Pointing records:
%%
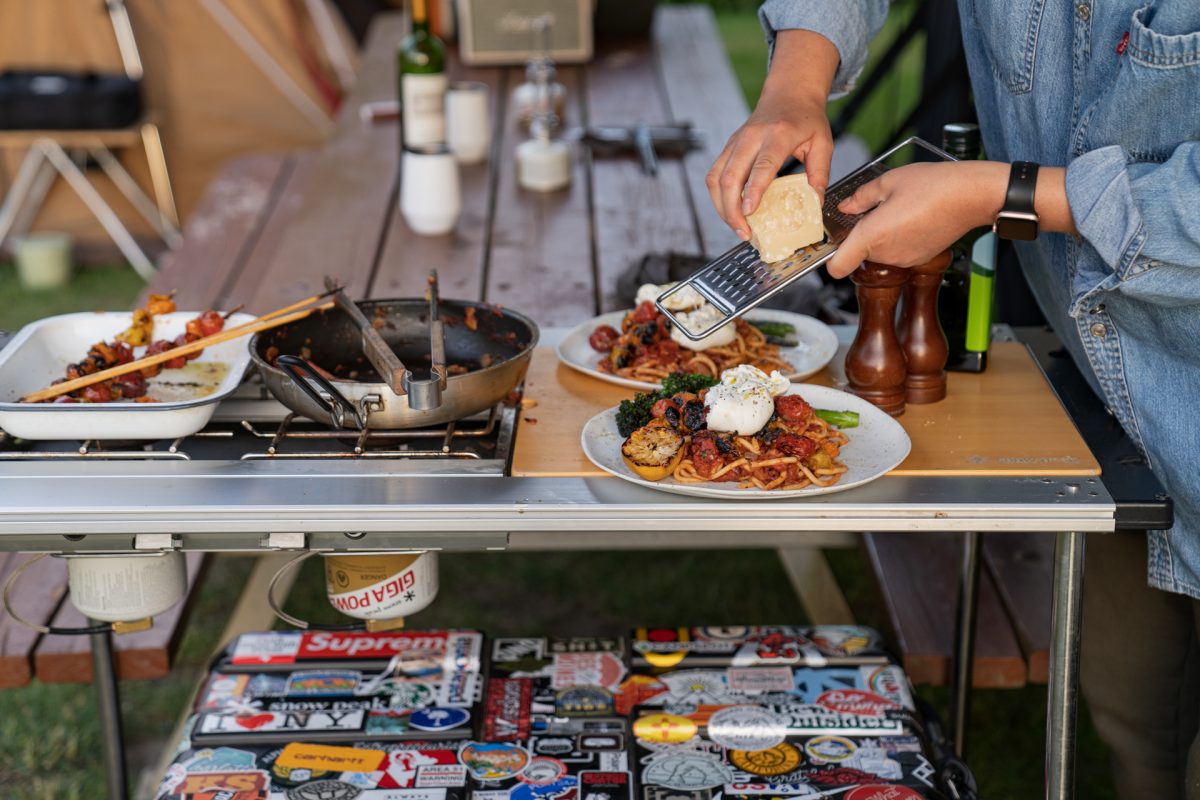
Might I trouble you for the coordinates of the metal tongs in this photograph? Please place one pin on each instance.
(423, 395)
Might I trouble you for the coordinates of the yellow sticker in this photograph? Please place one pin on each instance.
(665, 728)
(330, 758)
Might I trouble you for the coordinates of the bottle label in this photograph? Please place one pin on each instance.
(423, 108)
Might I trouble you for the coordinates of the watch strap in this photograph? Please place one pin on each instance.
(1023, 180)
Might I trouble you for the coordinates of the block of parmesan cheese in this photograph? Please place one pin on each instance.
(787, 218)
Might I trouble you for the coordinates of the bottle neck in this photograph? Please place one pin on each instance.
(420, 17)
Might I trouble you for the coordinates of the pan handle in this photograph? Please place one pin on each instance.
(300, 371)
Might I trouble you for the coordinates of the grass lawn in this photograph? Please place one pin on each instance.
(49, 738)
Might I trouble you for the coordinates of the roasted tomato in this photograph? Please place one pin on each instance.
(653, 451)
(647, 312)
(793, 445)
(706, 453)
(792, 408)
(603, 338)
(131, 385)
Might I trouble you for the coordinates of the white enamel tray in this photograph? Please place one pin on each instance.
(41, 352)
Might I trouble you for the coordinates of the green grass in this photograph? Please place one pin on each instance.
(99, 288)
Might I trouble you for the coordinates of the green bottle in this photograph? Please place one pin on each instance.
(421, 73)
(964, 302)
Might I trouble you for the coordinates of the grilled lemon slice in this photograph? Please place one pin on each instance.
(653, 451)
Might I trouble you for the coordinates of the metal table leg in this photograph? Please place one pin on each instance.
(1063, 695)
(964, 643)
(105, 677)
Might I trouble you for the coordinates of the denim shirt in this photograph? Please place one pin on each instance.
(1109, 89)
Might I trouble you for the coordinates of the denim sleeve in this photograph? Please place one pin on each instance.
(849, 24)
(1137, 211)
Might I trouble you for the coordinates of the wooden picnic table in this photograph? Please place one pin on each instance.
(273, 226)
(279, 226)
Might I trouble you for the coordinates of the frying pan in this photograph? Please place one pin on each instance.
(293, 358)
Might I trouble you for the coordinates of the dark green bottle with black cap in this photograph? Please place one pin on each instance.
(964, 302)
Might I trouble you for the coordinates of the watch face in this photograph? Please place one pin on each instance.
(1023, 228)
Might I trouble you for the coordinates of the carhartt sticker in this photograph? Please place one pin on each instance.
(325, 757)
(753, 680)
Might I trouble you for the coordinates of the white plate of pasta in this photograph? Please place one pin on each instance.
(815, 347)
(865, 452)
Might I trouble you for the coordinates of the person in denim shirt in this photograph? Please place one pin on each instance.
(1105, 96)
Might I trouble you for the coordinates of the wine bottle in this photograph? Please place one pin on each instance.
(421, 73)
(964, 302)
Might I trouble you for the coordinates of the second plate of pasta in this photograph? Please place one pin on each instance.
(875, 446)
(815, 347)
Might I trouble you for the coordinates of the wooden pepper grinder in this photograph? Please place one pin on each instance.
(875, 364)
(921, 332)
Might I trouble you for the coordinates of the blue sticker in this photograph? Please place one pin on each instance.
(438, 719)
(543, 792)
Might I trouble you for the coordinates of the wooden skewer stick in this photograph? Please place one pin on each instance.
(263, 323)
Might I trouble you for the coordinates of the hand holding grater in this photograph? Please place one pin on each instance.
(739, 281)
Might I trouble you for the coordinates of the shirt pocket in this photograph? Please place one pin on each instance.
(1009, 32)
(1153, 103)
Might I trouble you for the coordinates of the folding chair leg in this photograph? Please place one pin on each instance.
(159, 175)
(91, 198)
(22, 186)
(133, 193)
(35, 199)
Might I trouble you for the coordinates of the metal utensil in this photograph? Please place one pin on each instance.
(381, 356)
(739, 280)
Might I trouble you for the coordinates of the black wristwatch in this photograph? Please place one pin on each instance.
(1017, 217)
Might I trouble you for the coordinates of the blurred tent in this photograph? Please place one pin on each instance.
(221, 77)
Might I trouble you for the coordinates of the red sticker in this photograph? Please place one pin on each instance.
(882, 793)
(508, 709)
(853, 701)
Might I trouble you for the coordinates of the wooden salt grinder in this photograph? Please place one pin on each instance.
(875, 364)
(921, 332)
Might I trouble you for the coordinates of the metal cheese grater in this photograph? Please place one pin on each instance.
(739, 281)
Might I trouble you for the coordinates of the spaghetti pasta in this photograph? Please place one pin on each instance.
(643, 349)
(796, 449)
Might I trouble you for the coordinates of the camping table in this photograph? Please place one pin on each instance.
(556, 257)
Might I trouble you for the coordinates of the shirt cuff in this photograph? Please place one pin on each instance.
(1103, 206)
(843, 23)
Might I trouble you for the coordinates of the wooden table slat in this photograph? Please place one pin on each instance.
(1023, 569)
(235, 205)
(339, 224)
(634, 214)
(39, 593)
(701, 89)
(283, 202)
(540, 259)
(918, 578)
(139, 656)
(407, 257)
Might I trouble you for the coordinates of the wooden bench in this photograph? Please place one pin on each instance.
(918, 581)
(41, 597)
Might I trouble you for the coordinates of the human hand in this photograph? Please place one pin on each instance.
(915, 212)
(790, 120)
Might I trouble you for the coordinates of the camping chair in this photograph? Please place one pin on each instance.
(48, 156)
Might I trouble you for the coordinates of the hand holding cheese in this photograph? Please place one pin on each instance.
(787, 218)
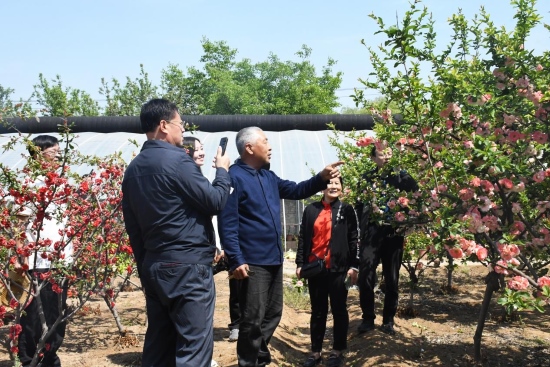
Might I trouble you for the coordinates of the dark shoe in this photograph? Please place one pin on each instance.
(311, 361)
(365, 326)
(335, 360)
(388, 328)
(234, 335)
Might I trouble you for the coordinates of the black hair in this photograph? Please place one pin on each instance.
(43, 142)
(373, 151)
(341, 182)
(154, 111)
(189, 145)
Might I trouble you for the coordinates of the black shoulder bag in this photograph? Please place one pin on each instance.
(314, 268)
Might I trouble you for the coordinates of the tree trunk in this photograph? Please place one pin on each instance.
(492, 282)
(450, 269)
(113, 310)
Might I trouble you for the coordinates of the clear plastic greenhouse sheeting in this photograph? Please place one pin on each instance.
(295, 153)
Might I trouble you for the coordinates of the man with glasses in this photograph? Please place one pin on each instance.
(167, 206)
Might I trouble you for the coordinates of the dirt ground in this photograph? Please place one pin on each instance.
(441, 334)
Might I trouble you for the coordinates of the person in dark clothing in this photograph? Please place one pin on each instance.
(53, 304)
(329, 230)
(250, 231)
(168, 205)
(380, 243)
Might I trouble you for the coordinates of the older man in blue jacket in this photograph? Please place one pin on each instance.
(167, 206)
(250, 229)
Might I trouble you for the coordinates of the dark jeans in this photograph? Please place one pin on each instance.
(261, 301)
(32, 327)
(234, 308)
(180, 301)
(380, 245)
(321, 288)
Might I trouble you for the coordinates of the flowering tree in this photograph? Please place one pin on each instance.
(89, 207)
(475, 135)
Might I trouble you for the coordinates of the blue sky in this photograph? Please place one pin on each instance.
(85, 40)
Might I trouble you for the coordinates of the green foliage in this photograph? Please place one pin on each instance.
(474, 134)
(59, 101)
(127, 100)
(296, 294)
(223, 85)
(227, 86)
(516, 301)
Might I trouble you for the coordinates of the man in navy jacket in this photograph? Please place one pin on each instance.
(167, 206)
(250, 229)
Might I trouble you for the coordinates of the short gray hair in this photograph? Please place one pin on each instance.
(246, 136)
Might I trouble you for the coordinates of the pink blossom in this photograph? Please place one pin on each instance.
(517, 228)
(403, 201)
(539, 176)
(506, 183)
(455, 252)
(365, 141)
(499, 74)
(484, 99)
(475, 182)
(485, 203)
(523, 82)
(481, 253)
(509, 119)
(399, 216)
(508, 252)
(501, 267)
(487, 186)
(520, 187)
(540, 137)
(466, 194)
(518, 283)
(381, 145)
(491, 222)
(535, 97)
(514, 136)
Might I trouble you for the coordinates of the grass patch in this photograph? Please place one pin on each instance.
(292, 297)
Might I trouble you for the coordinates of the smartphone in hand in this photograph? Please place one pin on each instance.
(223, 144)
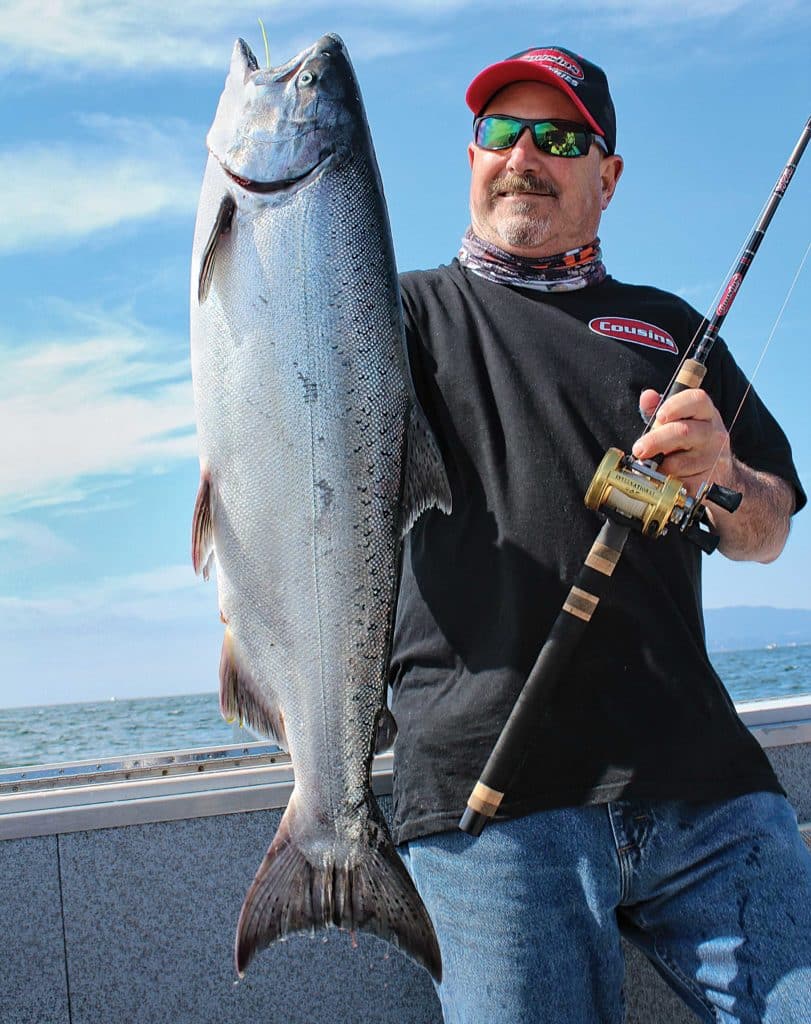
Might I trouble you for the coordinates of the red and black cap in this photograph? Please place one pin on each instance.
(583, 82)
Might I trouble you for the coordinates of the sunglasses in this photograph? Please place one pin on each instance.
(558, 138)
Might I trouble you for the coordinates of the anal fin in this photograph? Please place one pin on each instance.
(222, 225)
(386, 731)
(242, 699)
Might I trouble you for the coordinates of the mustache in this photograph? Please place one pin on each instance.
(521, 183)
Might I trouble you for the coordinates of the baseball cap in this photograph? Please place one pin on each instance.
(582, 81)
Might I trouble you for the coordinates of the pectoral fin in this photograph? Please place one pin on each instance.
(202, 531)
(242, 699)
(222, 225)
(426, 480)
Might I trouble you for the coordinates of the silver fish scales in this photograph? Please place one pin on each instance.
(315, 460)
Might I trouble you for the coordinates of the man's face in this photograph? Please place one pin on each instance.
(527, 202)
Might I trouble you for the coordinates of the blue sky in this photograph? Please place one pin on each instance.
(104, 110)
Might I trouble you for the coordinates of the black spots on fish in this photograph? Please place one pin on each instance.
(298, 889)
(426, 481)
(310, 388)
(326, 495)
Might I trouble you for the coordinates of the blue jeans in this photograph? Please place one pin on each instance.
(529, 915)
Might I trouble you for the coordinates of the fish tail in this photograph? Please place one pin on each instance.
(371, 892)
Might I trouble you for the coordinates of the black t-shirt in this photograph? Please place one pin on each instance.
(525, 391)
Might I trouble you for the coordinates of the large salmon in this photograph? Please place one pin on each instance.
(315, 460)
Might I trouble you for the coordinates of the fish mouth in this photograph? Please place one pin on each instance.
(283, 184)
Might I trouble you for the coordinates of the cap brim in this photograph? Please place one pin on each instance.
(489, 81)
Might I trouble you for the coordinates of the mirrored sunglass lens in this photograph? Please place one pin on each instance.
(560, 141)
(497, 133)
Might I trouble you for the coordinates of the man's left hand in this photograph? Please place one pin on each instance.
(691, 434)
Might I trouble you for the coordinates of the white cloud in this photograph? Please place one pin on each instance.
(86, 407)
(124, 170)
(130, 35)
(164, 594)
(27, 544)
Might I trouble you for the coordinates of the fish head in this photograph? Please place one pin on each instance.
(278, 128)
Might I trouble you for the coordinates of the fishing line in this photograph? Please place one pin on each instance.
(702, 325)
(264, 37)
(762, 355)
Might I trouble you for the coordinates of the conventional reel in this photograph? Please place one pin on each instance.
(637, 495)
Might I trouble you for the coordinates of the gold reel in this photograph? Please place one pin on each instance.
(635, 494)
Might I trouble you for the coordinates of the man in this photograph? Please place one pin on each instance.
(643, 805)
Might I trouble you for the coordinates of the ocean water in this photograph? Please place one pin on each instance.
(79, 731)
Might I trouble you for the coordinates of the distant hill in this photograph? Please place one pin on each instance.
(743, 628)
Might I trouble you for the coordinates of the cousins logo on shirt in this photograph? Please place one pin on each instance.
(637, 332)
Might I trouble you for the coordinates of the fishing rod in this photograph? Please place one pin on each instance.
(633, 496)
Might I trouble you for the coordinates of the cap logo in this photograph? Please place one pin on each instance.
(560, 64)
(637, 332)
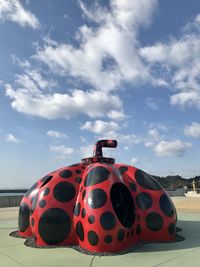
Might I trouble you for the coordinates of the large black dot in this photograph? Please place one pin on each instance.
(154, 221)
(78, 180)
(64, 192)
(83, 213)
(123, 169)
(33, 187)
(138, 229)
(34, 203)
(66, 174)
(93, 238)
(80, 231)
(96, 175)
(171, 228)
(144, 201)
(166, 205)
(123, 204)
(42, 203)
(132, 187)
(108, 239)
(83, 194)
(97, 198)
(147, 181)
(120, 234)
(77, 209)
(23, 218)
(54, 226)
(91, 219)
(46, 191)
(46, 180)
(32, 222)
(108, 220)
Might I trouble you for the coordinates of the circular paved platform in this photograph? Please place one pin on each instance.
(13, 252)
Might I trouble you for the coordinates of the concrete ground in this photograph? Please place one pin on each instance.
(13, 252)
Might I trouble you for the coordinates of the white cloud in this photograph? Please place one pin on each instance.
(117, 115)
(192, 130)
(62, 150)
(107, 53)
(56, 134)
(100, 127)
(87, 151)
(12, 139)
(14, 11)
(171, 148)
(134, 161)
(178, 63)
(51, 106)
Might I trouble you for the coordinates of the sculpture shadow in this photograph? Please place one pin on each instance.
(188, 236)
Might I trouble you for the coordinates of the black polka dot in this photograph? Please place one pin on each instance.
(78, 180)
(83, 213)
(120, 234)
(66, 174)
(96, 175)
(80, 231)
(97, 198)
(147, 181)
(93, 238)
(91, 219)
(144, 201)
(34, 203)
(42, 203)
(46, 191)
(23, 218)
(108, 239)
(54, 226)
(33, 187)
(154, 221)
(64, 192)
(32, 222)
(74, 165)
(77, 209)
(108, 220)
(123, 169)
(166, 205)
(138, 229)
(132, 232)
(123, 205)
(83, 194)
(132, 187)
(46, 180)
(171, 228)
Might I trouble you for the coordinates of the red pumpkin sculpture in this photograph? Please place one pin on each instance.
(97, 204)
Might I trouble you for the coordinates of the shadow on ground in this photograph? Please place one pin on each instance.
(188, 237)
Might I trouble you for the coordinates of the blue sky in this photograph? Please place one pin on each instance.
(73, 72)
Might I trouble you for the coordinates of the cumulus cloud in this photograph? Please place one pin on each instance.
%%
**Prompt**
Can you quote exactly the lines from the one containing "Might I trouble you for the coordinates of the circular" through the last line of the records above, and nothing else?

**Response to the task**
Might I trouble you for the coordinates of the circular paved platform in this photograph? Please place one pin on each instance.
(13, 252)
Might I trouble you for the coordinates of the concrete ground in this photograph? Please place one pin on each instance.
(13, 252)
Might I trouble you for the coordinates of the white cloud in this photograph? Please place one pin on each instance.
(117, 115)
(192, 130)
(62, 150)
(107, 53)
(56, 134)
(100, 127)
(87, 151)
(12, 139)
(14, 11)
(171, 148)
(134, 161)
(178, 63)
(51, 106)
Might I trouble you for the coordinates of the sculpture shadow in this photograph? Please place one pin on each instance.
(188, 236)
Might I trouble you for the coordinates of the black polka dot in this photograph? Please place one pin on each instance.
(78, 180)
(83, 213)
(120, 234)
(66, 174)
(96, 175)
(80, 231)
(97, 198)
(147, 181)
(93, 238)
(91, 219)
(144, 201)
(34, 203)
(42, 203)
(46, 191)
(23, 218)
(108, 239)
(54, 226)
(33, 187)
(154, 221)
(64, 192)
(32, 222)
(74, 165)
(77, 209)
(108, 220)
(123, 169)
(166, 205)
(138, 229)
(132, 232)
(123, 205)
(83, 194)
(132, 187)
(46, 180)
(171, 228)
Might I trouble you for the coordinates of the red pumpkin sculpture in this photograph? Please place one pin on each instance.
(97, 204)
Might I trouble you for the coordinates of the shadow on ground in this photograph? Please place one pin on each instance.
(188, 237)
Might I trouble you for the coordinates of the blue sky in this photograph? Please place one pin on each instance.
(73, 72)
Might I trouble you for the coordinates of the cumulus cloud in this photograph? Please place one pin on each instance.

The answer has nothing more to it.